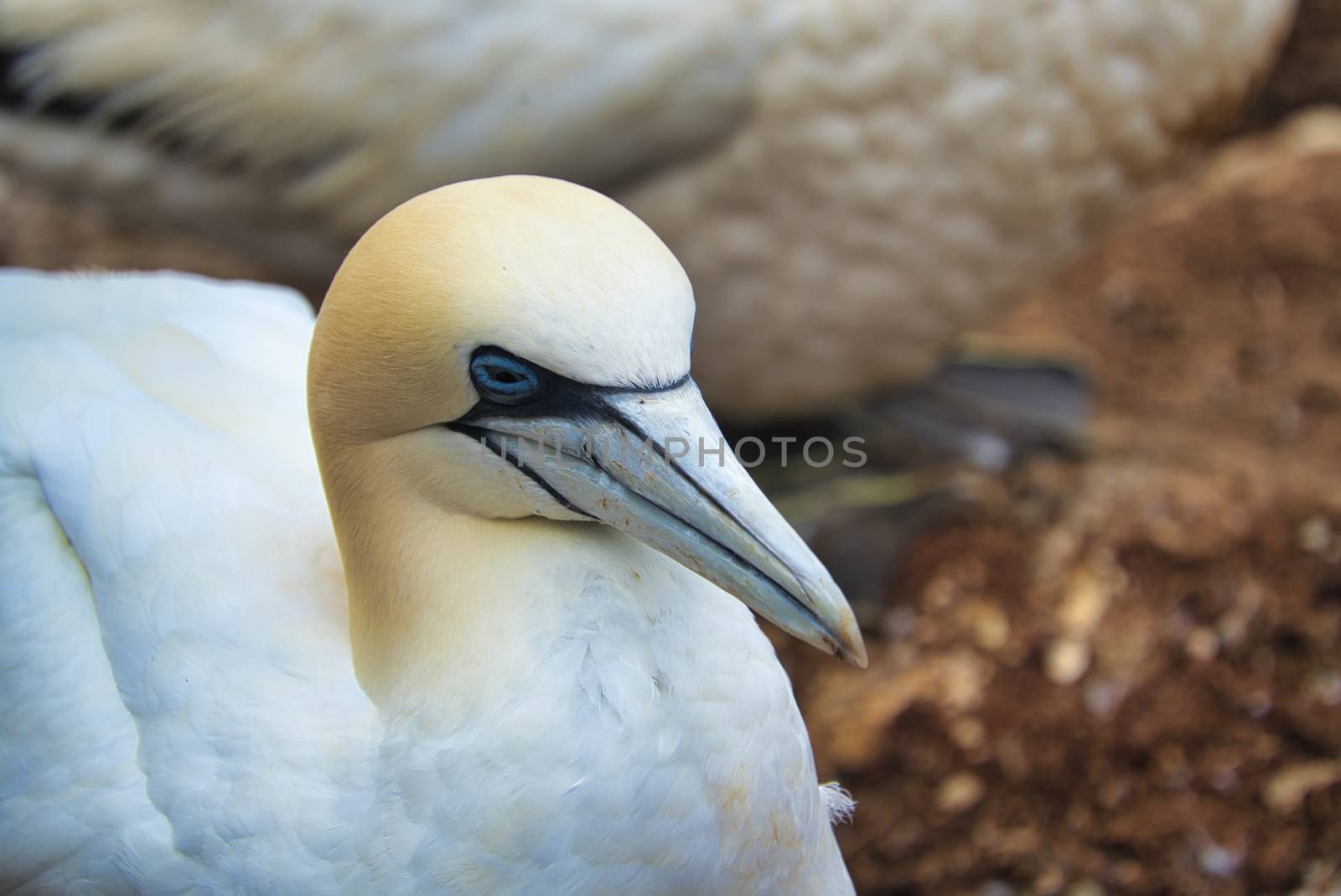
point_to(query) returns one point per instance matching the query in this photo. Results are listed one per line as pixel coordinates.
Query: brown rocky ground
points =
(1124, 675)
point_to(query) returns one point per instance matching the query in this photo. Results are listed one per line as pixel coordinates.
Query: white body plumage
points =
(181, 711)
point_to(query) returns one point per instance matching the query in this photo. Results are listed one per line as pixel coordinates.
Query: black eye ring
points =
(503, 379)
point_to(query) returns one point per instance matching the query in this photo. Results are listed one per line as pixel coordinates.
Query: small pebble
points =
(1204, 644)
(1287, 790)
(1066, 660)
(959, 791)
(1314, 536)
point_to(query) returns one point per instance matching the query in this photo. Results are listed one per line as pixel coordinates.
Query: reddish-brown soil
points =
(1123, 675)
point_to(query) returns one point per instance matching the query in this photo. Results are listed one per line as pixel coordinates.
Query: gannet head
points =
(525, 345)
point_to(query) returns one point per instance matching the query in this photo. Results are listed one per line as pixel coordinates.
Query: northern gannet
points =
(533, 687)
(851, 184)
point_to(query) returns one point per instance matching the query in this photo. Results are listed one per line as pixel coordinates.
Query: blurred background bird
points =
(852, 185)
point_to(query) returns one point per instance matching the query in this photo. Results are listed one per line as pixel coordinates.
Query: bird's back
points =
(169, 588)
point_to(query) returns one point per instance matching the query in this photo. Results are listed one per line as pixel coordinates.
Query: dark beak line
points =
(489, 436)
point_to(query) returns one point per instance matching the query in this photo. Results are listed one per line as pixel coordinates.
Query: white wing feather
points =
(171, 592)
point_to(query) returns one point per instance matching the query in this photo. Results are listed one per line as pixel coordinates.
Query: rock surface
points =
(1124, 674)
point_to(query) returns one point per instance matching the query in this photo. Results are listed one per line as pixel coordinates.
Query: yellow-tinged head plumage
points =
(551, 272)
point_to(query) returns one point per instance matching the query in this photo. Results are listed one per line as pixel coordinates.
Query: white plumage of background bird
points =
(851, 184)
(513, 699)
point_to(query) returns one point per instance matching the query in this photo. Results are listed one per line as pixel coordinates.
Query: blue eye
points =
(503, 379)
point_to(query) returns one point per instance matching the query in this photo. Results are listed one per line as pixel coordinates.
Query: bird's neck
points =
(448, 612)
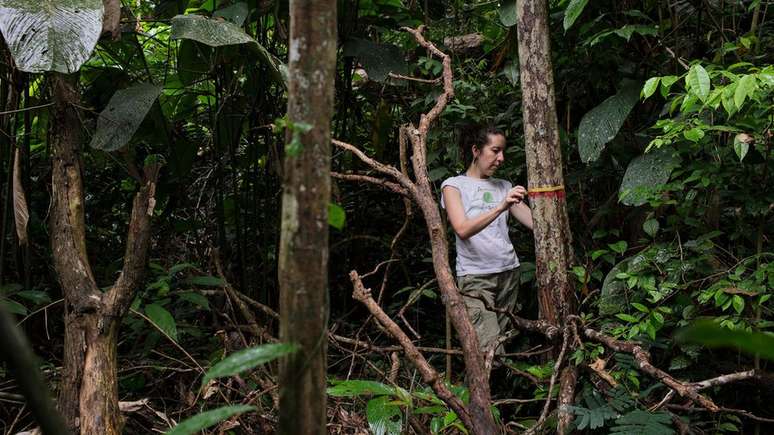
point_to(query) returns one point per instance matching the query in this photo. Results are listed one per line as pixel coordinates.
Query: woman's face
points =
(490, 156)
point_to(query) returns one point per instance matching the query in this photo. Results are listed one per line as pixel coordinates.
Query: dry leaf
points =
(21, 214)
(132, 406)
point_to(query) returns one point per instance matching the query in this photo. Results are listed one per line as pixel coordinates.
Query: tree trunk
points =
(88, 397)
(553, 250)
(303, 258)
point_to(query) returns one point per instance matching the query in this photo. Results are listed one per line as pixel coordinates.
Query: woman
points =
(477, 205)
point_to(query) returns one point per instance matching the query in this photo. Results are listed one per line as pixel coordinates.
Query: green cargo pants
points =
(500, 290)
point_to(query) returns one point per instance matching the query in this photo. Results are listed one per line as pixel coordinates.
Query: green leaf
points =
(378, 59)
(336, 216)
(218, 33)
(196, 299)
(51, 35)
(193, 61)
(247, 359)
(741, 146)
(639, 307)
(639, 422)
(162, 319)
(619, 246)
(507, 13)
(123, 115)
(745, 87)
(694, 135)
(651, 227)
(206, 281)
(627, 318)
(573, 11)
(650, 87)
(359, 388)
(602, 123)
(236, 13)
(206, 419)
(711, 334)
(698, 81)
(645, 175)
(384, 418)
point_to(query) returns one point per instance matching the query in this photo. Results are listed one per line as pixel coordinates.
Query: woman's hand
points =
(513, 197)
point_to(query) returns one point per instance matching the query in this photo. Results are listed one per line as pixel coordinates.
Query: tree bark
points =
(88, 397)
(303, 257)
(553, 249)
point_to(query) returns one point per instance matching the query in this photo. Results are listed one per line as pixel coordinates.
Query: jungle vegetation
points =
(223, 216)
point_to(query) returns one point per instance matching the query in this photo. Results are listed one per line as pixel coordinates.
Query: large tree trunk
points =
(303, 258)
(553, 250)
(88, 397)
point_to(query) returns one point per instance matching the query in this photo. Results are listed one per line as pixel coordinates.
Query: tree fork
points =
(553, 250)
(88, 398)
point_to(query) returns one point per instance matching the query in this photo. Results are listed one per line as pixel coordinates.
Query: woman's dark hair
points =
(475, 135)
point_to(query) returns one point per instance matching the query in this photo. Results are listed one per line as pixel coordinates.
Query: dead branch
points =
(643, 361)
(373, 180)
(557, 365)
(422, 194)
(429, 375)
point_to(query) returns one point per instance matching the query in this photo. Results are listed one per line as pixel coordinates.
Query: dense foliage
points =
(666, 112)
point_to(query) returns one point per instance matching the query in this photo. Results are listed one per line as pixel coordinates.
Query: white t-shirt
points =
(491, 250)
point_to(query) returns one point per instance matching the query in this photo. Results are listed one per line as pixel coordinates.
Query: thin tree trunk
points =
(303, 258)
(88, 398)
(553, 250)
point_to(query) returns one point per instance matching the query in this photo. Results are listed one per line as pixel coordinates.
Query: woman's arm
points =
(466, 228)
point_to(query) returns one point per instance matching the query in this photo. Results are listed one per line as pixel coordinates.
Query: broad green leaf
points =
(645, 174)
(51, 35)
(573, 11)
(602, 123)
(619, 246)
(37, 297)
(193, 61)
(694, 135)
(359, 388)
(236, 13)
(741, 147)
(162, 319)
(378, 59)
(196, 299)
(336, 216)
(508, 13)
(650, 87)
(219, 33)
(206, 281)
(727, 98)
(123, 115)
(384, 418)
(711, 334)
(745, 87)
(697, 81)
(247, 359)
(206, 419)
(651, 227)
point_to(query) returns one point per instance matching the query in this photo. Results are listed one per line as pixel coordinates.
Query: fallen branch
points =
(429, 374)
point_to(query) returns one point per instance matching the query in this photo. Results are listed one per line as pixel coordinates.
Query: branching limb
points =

◆ **Stated task**: Count the lines of the records above that contain the word "gannet", with case taken into account, and give only that number.

◆ **Task output**: 2